▸ **Document passage**:
In the last seven trading days, transactions on FCMB stocks jumped from between 3.9 million and 5 million shares per day to 932.889 million shares valued at N3.26 billion on Friday. On Monday, this number rose to 1.024 billion shares estimated at N3.687 billion to bring the total transactions on the tier II bank to N6.952 billion.

At the Nigerian Exchange Limited (NGX) on Monday, FCMB transactions accounted for about 50% of the value of the total transactions carried out at the bourse.

Investors exchange 1.280 billion shares valued at N7.919 billion on Monday, FCMB stocks accounted for 1.024 billion of the total shares traded and at least 50% of the N7.919 billion value.

FCMB is yet to disclose the purchase as mandated by the Security and Exchange Commissions (SEC). Most companies usually disclosed it a few months after the transaction took place to minimize its impact on the company. For a better understanding of insider dealing, read below.

Understanding Insider Dealing

Insider dealing is when people, who have access to certain information regarded as ‘insider information’ either via their position in the company or relationship with people working in the company, purchase a stake in the said company based on the information.

It is illegal and prohibited by the Investment & Securities Act (ISA 2007). In Section 111(I), the Act states that “a person who is an insider of a public company shall not buy or sell, or deal in the securities of the company which is offered to the public for sale or subscription if he has information which he knows is unpublished material, price-sensitive information in relation to those securities”.

This includes all the former and present staff of security exchanges and constructive insiders like investment bankers, accountants, stockbrokers and others who have access to certain confidential information while providing their services to a public traded company.

The act imposed not less than N500,000 fine or equivalent or double amount of the profit made or loss averted or imprisonment of up to 7 years in case of an individual convict and N1,000,000 fine for corporate offenders.

▸ **Things to do**:
**a)** In the passage on FCMB share trading, what is the longest prison term the Act sets for an individual convicted of insider dealing?
**b)** Reproduce the passage on FCMB share trading word for word, beginning at the words "This includes all" and stopping after "public traded company.".

▸ **Records provided**:
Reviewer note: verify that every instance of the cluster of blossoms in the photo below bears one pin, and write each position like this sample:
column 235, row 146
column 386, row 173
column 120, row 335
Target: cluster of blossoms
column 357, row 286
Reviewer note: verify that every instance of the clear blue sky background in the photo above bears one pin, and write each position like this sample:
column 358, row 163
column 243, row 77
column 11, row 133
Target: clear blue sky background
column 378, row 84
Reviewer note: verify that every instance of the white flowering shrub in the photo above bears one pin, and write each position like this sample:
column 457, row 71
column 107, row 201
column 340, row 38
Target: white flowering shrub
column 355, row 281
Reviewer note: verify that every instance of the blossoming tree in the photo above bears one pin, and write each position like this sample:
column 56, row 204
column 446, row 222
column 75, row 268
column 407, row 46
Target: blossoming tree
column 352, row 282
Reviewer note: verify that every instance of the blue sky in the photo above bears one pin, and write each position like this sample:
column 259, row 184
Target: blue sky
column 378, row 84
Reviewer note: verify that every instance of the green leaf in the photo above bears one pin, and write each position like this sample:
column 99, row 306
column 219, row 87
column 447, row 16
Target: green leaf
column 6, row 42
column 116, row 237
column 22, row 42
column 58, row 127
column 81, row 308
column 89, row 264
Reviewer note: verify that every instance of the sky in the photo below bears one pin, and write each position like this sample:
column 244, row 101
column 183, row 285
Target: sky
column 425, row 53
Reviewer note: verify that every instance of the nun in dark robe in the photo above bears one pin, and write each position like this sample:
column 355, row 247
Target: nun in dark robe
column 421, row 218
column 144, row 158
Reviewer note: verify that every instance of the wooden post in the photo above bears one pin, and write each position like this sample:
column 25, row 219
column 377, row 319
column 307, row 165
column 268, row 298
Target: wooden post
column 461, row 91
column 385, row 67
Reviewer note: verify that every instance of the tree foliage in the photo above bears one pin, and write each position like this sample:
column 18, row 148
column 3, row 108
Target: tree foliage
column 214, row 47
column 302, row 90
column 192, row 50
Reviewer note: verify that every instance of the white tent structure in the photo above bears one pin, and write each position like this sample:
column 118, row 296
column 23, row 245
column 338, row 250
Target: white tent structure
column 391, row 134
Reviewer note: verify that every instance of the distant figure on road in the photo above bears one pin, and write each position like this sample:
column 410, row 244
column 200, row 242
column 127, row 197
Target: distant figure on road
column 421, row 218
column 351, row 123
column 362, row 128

▸ **Responses to the exercise**:
**a)** Up to 7 years.

**b)**
This includes all the former and present staff of security exchanges and constructive insiders like investment bankers, accountants, stockbrokers and others who have access to certain confidential information while providing their services to a public traded company.